--- DATASET ENTRIES ---
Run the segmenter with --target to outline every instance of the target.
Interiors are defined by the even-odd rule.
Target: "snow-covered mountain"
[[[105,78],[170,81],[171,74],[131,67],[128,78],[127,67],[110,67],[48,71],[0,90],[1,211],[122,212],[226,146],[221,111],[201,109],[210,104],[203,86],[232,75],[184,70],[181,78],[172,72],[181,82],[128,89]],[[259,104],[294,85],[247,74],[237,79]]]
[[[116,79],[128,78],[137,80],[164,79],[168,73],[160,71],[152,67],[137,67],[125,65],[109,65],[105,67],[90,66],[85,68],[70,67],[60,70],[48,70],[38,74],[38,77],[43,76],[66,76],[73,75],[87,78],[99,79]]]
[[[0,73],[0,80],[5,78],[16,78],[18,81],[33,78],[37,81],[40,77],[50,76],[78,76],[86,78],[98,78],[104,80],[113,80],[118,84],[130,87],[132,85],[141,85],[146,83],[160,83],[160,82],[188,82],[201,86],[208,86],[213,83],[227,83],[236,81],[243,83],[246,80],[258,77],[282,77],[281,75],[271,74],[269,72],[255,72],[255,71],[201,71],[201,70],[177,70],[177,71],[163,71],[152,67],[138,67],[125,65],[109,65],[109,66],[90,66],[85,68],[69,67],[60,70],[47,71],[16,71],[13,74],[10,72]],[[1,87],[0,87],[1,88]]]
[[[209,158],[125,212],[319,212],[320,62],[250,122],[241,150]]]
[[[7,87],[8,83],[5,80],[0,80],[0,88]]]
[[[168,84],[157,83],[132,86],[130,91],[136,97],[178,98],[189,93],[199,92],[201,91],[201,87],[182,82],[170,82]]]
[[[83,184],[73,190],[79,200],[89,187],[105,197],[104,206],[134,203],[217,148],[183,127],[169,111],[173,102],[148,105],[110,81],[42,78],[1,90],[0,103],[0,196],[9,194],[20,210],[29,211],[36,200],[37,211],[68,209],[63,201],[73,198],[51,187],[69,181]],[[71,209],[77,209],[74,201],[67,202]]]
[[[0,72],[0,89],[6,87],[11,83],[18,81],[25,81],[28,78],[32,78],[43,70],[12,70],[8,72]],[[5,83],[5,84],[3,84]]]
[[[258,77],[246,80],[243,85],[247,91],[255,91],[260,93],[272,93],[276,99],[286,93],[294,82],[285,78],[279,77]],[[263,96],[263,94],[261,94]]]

--- WHAT NEEDS TO BE DONE ---
An exact retyping of the full listing is required.

--- EXERCISE RESULT ---
Run the segmenter with --target to outline every instance of the target.
Interiors are defined by the even-odd rule.
Target: "snow-covered mountain"
[[[105,78],[170,81],[171,74],[131,67],[128,78],[127,67],[110,67],[48,71],[0,90],[1,211],[122,212],[226,146],[221,111],[201,109],[210,104],[203,86],[232,75],[184,70],[181,78],[172,72],[181,82],[128,89]],[[259,104],[294,85],[247,74],[237,79]]]
[[[116,79],[128,78],[137,80],[164,79],[168,73],[160,71],[152,67],[137,67],[125,65],[109,65],[105,67],[90,66],[85,68],[70,67],[60,70],[48,70],[38,74],[38,77],[43,76],[66,76],[73,75],[87,78],[99,79]]]
[[[0,73],[0,80],[5,78],[16,78],[18,81],[33,78],[37,81],[40,77],[50,76],[78,76],[86,78],[98,78],[104,80],[113,80],[118,84],[130,87],[132,85],[141,85],[146,83],[160,83],[160,82],[188,82],[201,86],[208,86],[213,83],[227,83],[236,81],[243,83],[246,80],[258,77],[282,77],[281,75],[271,74],[269,72],[255,72],[255,71],[201,71],[201,70],[177,70],[177,71],[163,71],[152,67],[138,67],[125,65],[109,65],[109,66],[90,66],[85,68],[69,67],[60,70],[47,71],[16,71],[13,74],[10,72]],[[1,87],[0,87],[1,88]]]
[[[209,158],[125,212],[319,212],[320,62],[250,122],[241,150]]]
[[[7,87],[8,83],[5,80],[0,80],[0,88]]]
[[[168,84],[157,83],[132,86],[130,91],[136,97],[178,98],[189,93],[199,92],[201,91],[201,87],[182,82],[170,82]]]
[[[83,184],[73,190],[79,200],[89,187],[105,197],[104,206],[134,203],[217,148],[183,127],[169,111],[173,102],[148,105],[110,81],[42,78],[1,90],[0,103],[0,196],[9,194],[20,210],[29,211],[36,200],[37,211],[68,209],[63,201],[73,198],[51,187],[69,181]],[[71,209],[77,209],[74,201],[67,202]]]
[[[0,72],[0,89],[6,87],[11,83],[18,81],[25,81],[28,78],[32,78],[43,70],[12,70],[8,72]],[[5,83],[5,84],[3,84]]]
[[[258,77],[246,80],[243,85],[247,91],[255,91],[260,93],[272,93],[276,99],[286,93],[294,82],[285,78],[279,77]],[[263,96],[263,94],[261,94]]]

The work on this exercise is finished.